* **Task details**: So that the copy matches the original, write out every entry exactly.

+===+

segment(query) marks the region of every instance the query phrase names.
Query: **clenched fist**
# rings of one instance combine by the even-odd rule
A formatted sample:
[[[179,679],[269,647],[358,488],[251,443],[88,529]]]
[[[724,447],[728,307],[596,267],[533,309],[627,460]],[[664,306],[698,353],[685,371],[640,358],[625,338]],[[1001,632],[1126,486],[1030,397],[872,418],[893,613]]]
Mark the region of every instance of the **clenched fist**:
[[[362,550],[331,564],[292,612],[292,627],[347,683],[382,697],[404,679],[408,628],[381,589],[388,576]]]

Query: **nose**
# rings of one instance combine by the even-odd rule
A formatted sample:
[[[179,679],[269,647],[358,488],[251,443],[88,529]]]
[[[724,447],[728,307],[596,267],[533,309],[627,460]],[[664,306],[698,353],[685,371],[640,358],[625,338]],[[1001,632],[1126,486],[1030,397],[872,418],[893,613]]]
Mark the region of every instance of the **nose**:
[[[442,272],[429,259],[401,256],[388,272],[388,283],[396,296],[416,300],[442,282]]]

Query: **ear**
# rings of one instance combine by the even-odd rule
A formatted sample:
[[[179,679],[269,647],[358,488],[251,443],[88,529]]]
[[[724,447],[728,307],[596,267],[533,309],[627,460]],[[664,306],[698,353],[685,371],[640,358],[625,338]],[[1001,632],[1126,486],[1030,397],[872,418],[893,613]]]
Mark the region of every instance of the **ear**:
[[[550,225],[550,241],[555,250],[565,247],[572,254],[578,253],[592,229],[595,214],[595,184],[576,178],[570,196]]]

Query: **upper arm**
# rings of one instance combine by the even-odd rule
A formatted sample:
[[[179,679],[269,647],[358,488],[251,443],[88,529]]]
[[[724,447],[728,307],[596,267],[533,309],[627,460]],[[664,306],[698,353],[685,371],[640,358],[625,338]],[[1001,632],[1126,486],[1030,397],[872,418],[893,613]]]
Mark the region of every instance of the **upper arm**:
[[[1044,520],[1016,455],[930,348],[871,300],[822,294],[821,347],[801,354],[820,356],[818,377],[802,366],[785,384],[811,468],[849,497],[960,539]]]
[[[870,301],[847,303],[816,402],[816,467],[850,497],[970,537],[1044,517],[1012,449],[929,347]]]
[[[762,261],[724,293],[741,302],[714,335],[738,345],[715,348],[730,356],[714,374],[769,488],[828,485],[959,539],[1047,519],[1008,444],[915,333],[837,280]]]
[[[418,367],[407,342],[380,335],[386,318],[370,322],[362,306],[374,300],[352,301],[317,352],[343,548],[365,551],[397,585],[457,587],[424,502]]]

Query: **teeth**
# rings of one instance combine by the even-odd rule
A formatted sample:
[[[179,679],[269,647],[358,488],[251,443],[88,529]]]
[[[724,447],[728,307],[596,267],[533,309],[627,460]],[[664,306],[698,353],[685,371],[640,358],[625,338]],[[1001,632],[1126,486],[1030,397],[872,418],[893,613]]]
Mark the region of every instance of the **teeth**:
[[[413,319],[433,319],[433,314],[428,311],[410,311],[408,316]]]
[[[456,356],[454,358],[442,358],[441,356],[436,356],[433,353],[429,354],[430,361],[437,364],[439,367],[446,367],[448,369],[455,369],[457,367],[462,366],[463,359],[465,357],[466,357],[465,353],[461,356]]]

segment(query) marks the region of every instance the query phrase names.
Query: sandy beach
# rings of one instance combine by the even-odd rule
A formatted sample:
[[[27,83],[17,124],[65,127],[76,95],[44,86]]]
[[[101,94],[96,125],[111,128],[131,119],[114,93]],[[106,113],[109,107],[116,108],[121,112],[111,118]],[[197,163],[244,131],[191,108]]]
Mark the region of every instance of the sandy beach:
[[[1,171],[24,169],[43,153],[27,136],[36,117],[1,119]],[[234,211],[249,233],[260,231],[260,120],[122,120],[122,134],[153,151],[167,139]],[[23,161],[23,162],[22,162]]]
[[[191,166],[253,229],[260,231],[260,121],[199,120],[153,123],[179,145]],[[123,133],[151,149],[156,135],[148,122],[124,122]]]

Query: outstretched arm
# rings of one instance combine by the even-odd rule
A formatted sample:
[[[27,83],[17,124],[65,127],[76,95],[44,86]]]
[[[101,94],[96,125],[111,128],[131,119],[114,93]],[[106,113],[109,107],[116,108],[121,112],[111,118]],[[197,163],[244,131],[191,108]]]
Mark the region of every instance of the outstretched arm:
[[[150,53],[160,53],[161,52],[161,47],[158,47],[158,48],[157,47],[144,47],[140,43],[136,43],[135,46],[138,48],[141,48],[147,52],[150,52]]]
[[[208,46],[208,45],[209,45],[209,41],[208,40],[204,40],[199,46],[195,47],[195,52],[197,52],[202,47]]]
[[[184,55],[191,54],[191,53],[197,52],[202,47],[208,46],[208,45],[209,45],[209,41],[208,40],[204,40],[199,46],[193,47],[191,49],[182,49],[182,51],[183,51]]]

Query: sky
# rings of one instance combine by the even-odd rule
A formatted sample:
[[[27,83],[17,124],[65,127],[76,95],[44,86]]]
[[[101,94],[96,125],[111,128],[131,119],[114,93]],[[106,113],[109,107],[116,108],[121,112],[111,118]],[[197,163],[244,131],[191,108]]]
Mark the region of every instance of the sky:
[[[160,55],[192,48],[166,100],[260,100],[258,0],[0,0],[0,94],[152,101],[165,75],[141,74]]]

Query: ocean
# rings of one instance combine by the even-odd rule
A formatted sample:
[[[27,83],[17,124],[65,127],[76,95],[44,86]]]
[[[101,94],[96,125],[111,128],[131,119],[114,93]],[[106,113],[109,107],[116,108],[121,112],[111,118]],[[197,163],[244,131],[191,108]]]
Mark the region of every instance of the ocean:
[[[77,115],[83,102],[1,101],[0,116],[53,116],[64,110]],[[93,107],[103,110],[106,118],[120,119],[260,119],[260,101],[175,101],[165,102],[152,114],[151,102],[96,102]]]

+===+

* **Solution to the problem**:
segment(query) marks the region of every instance the query phrase names.
Query: **clenched fist**
# rings of one instance combine by the even-odd rule
A formatted sample:
[[[179,679],[269,647],[358,488],[251,443],[88,529]]]
[[[724,447],[728,307],[596,267],[533,309],[627,460]],[[664,306],[698,353],[685,371],[640,358],[625,338]],[[1001,632],[1126,486],[1030,397],[872,418],[893,613]]]
Mark the region of every instance of the **clenched fist**:
[[[362,550],[331,564],[292,612],[292,627],[347,683],[382,697],[404,679],[408,628],[381,589],[388,576]]]

Query: **nose**
# rings of one instance combine by the even-odd rule
A formatted sample:
[[[179,679],[269,647],[358,488],[251,443],[88,529]]]
[[[724,447],[728,307],[596,267],[533,309],[627,460]],[[664,306],[698,353],[685,371],[640,358],[625,338]],[[1001,632],[1126,486],[1030,397],[872,418],[893,613]]]
Mark the region of every instance of the **nose**:
[[[442,272],[429,259],[401,256],[388,272],[388,283],[396,296],[416,300],[442,282]]]

Query: **ear**
# rings of one instance combine by the even-odd rule
A formatted sample:
[[[179,679],[269,647],[358,488],[251,443],[88,529]]]
[[[724,447],[728,307],[596,267],[533,309],[627,460]],[[664,306],[698,353],[685,371],[640,358],[625,338]],[[1001,632],[1126,486],[1030,397],[872,418],[893,613]]]
Mark the region of every instance of the **ear**:
[[[550,225],[550,241],[555,250],[565,247],[572,254],[578,253],[592,229],[595,214],[595,184],[576,178],[570,196]]]

Query: **upper arm**
# rings of one instance combine by the even-odd rule
A formatted sample:
[[[179,679],[269,647],[358,488],[251,443],[88,529]]]
[[[724,447],[728,307],[596,267],[533,309],[627,460]],[[664,306],[698,353],[685,371],[640,358],[625,338]],[[1001,632],[1126,486],[1030,397],[872,418],[893,613]]]
Mark the region of every instance of the **upper arm**:
[[[1044,520],[1016,455],[930,348],[871,300],[822,294],[821,347],[801,354],[820,356],[818,377],[802,366],[785,384],[811,468],[849,497],[960,539]]]
[[[870,301],[847,303],[816,402],[816,467],[850,497],[970,537],[1044,517],[1012,449],[929,347]]]
[[[762,261],[724,293],[741,302],[714,335],[738,345],[715,348],[730,356],[714,374],[769,488],[828,485],[959,539],[1047,519],[1008,444],[915,333],[837,280]]]
[[[418,367],[407,342],[380,335],[386,318],[370,322],[362,306],[374,300],[352,301],[317,352],[343,548],[365,551],[397,585],[457,587],[424,502]]]

Query: **teeth**
# rings of one instance combine by the even-odd rule
A formatted sample:
[[[179,679],[269,647],[358,488],[251,443],[88,529]]]
[[[724,447],[728,307],[596,267],[533,309],[627,460]],[[664,306],[698,353],[685,371],[640,358],[625,338]],[[1001,632],[1126,486],[1030,397],[872,418],[893,613]]]
Mark the region of every instance of the **teeth**:
[[[413,319],[433,319],[433,314],[428,311],[410,311],[408,316]]]
[[[456,356],[454,358],[442,358],[441,356],[436,356],[433,353],[429,354],[430,361],[437,364],[439,367],[446,367],[448,369],[455,369],[457,367],[462,366],[463,359],[465,357],[466,357],[465,353],[461,356]]]

segment(query) marks the region of every instance the query phrase names.
Query: sandy beach
# rings of one instance combine by the even-odd rule
A formatted sample:
[[[27,83],[17,124],[65,127],[76,95],[44,86]]]
[[[101,94],[96,125],[111,128],[131,119],[114,93]],[[106,113],[109,107],[116,108],[121,112],[111,118]],[[197,163],[244,131],[191,108]]]
Mark the region of every instance of the sandy beach:
[[[1,171],[24,169],[43,153],[27,136],[36,117],[1,119]],[[234,211],[249,233],[260,231],[260,120],[122,120],[122,134],[153,151],[167,139]],[[23,161],[23,162],[22,162]]]
[[[191,166],[253,229],[260,231],[260,121],[199,120],[153,123],[179,145]],[[123,133],[151,149],[156,135],[148,122],[124,122]]]

Query: outstretched arm
# rings of one instance combine by the even-odd rule
A formatted sample:
[[[27,83],[17,124],[65,127],[76,95],[44,86]]]
[[[101,94],[96,125],[111,128],[131,119],[114,93]],[[106,113],[109,107],[116,108],[121,112],[111,118]],[[197,163],[244,131],[191,108]]]
Mark the region of every instance of the outstretched arm:
[[[150,53],[160,53],[161,52],[161,47],[158,47],[158,48],[157,47],[144,47],[140,43],[136,43],[135,46],[138,48],[141,48],[147,52],[150,52]]]
[[[208,46],[208,45],[209,45],[209,41],[208,40],[204,40],[199,46],[195,47],[195,52],[197,52],[202,47]]]
[[[184,55],[191,54],[191,53],[197,52],[202,47],[208,46],[208,45],[209,45],[209,41],[208,40],[204,40],[199,46],[193,47],[191,49],[182,49],[182,51],[183,51]]]

Query: sky
# rings of one instance combine by the even-odd rule
A formatted sample:
[[[27,83],[17,124],[65,127],[76,95],[44,86]]]
[[[101,94],[96,125],[111,128],[131,119],[114,93]],[[106,113],[109,107],[116,108],[121,112],[111,118]],[[197,163],[244,131],[191,108]]]
Mark the region of every instance of the sky:
[[[160,55],[192,48],[166,100],[260,100],[258,0],[0,0],[0,94],[152,101],[165,75],[141,74]]]

Query: ocean
# rings of one instance combine by the even-odd rule
A formatted sample:
[[[27,83],[17,124],[65,127],[76,95],[44,86]]]
[[[101,94],[96,125],[111,128],[131,119],[114,93]],[[106,113],[109,107],[116,108],[121,112],[111,118]],[[197,163],[244,131],[191,108]]]
Mark the region of every instance of the ocean:
[[[77,115],[83,102],[1,101],[0,116],[53,116],[64,110]],[[93,107],[103,110],[106,118],[120,119],[260,119],[260,101],[175,101],[165,102],[152,114],[151,102],[96,102]]]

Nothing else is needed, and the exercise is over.